··· Data to process

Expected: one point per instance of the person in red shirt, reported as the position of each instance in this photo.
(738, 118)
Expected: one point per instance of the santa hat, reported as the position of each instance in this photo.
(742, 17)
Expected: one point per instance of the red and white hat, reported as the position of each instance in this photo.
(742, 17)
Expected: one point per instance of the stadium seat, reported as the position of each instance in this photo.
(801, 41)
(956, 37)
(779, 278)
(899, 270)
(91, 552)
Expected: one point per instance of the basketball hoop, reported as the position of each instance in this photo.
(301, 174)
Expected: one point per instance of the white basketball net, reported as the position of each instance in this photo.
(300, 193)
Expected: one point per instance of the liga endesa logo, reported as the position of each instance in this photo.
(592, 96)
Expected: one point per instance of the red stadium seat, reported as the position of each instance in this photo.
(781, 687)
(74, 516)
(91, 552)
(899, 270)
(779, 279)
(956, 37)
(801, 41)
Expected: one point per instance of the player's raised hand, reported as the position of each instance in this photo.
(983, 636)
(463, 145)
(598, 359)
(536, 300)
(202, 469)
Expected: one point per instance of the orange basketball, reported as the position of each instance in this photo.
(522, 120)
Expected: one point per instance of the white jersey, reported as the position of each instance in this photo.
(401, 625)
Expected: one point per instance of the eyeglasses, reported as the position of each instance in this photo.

······

[Requirements] Reproduce every line in the stretch from the line containing "Expected: one point per instance of the white jersey, reported" through the end of the records, shifting each point coordinate by adding 51 to both of its numbers.

[Response for this exercise]
Expected: one point per instance of the white jersey, reported as the position of each instance in this photo.
(452, 676)
Expected: one point per instance of the eyeglasses, reported as the position of each instance in this photo.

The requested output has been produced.